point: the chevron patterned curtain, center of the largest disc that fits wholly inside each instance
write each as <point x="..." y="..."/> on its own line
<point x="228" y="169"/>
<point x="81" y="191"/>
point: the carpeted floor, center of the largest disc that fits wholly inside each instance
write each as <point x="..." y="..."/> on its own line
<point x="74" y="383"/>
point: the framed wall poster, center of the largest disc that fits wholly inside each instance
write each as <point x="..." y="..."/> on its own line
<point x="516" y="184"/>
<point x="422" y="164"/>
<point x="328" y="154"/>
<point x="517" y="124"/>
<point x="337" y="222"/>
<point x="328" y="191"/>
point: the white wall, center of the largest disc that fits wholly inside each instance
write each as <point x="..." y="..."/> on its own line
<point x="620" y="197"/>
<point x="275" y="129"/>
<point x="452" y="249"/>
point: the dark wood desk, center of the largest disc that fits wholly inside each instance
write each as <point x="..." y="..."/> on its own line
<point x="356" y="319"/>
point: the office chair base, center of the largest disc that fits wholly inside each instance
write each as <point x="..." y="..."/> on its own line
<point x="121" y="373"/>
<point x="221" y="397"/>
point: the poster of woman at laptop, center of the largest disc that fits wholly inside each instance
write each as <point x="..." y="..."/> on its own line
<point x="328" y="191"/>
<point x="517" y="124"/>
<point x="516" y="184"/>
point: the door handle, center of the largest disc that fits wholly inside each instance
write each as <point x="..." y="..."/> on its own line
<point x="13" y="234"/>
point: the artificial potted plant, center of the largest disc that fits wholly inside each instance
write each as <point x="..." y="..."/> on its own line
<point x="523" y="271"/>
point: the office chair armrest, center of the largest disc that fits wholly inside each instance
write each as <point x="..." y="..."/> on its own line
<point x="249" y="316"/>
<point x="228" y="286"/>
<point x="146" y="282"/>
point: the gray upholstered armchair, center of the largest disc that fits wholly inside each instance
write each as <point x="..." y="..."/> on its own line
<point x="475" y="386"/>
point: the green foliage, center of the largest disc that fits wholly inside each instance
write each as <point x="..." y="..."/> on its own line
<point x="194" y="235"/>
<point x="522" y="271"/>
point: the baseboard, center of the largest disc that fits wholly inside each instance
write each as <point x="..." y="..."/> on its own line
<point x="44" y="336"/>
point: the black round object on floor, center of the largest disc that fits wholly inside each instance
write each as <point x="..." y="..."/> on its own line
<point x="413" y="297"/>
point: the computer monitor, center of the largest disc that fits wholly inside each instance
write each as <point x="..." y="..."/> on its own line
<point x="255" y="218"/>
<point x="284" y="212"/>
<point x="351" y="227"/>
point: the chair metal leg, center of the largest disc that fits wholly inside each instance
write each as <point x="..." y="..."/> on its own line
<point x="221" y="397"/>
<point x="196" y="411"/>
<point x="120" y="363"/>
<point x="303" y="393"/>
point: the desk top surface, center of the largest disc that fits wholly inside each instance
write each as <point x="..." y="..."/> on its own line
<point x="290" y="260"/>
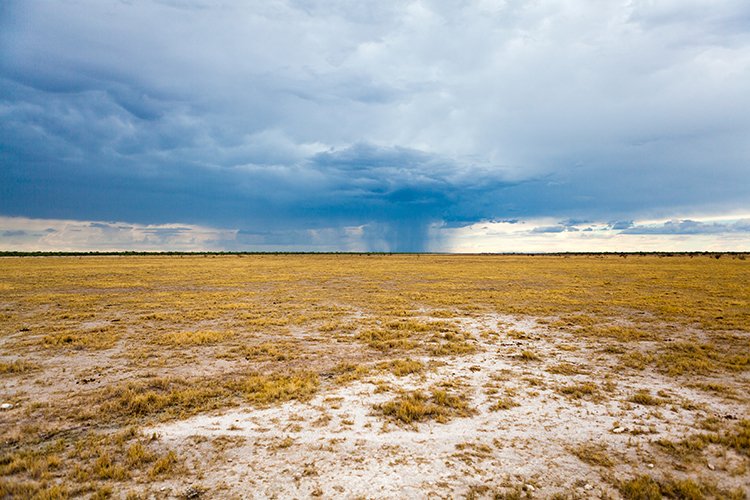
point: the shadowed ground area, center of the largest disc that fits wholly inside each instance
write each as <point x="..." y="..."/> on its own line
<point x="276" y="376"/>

++++++

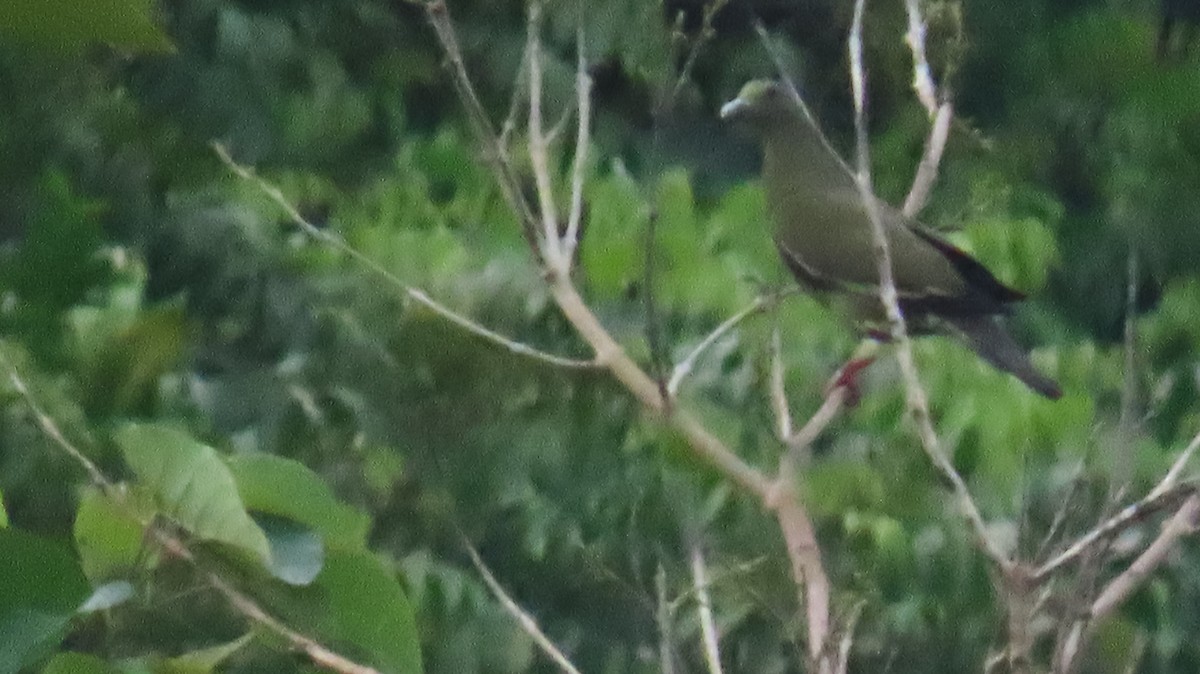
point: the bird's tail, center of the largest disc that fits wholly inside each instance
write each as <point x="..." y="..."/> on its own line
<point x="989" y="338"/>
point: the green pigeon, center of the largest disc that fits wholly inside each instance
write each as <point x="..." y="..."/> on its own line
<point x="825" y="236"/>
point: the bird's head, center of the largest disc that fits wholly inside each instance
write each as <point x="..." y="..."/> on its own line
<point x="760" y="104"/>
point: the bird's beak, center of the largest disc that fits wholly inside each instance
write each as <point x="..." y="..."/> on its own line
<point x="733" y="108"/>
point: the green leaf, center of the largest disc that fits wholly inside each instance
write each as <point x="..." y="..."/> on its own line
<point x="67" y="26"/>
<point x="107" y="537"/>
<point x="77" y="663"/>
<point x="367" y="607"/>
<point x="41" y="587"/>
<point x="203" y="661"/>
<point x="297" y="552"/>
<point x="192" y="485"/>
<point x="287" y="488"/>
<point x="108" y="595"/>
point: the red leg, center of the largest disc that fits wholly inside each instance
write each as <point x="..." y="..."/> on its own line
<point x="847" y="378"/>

++++++

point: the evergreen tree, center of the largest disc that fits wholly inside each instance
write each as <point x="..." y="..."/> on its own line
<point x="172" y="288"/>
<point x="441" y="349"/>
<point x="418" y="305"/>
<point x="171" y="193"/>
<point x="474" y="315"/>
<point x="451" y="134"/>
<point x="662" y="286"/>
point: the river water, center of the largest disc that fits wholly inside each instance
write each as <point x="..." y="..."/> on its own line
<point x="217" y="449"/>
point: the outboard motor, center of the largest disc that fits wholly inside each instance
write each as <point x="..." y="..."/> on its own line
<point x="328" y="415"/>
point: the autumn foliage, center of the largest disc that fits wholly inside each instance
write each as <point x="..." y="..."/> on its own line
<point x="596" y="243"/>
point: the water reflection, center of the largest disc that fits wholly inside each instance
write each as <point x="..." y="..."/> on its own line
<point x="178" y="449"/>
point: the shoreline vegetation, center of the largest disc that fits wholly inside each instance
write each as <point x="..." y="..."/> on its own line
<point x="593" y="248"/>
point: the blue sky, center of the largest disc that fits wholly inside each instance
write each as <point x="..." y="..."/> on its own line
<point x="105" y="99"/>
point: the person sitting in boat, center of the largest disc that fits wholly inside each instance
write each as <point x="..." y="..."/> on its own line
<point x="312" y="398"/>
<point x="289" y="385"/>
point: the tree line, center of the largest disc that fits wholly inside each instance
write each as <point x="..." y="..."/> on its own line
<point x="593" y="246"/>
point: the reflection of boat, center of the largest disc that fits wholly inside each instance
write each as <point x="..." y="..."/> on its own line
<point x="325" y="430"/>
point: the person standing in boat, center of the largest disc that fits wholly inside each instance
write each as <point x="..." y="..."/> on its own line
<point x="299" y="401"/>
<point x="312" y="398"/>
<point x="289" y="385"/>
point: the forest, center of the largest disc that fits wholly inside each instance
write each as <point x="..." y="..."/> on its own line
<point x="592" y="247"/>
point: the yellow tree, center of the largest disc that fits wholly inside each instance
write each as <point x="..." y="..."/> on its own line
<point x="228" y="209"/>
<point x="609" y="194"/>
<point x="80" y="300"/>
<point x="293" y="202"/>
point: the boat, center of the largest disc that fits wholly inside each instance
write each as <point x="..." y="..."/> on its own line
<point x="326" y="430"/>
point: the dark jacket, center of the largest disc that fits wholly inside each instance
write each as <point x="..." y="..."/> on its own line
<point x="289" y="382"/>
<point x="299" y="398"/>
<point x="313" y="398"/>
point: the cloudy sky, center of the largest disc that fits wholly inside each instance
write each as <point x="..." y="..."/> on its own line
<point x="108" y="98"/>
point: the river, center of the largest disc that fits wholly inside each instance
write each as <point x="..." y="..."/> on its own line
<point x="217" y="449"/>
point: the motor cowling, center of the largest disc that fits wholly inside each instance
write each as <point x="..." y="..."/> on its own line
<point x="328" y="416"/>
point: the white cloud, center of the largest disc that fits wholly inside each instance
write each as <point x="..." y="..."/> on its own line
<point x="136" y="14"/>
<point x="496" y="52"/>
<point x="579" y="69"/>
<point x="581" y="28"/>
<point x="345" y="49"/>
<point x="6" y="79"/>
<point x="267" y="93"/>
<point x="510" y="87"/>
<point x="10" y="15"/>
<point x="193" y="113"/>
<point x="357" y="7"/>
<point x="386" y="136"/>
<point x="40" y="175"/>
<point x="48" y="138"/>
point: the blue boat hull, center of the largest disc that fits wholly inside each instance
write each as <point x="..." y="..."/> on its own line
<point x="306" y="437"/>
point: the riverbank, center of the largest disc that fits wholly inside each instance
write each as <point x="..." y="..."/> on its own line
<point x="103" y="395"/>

++++++

The request: Pull out each line of the items that contains the word "motor", and reproduce those lines unchanged.

Full solution:
point: the outboard motor, center of the largest disc that fits wholly inside each instance
point: the motor cowling, center of the largest disc that fits wholly inside each instance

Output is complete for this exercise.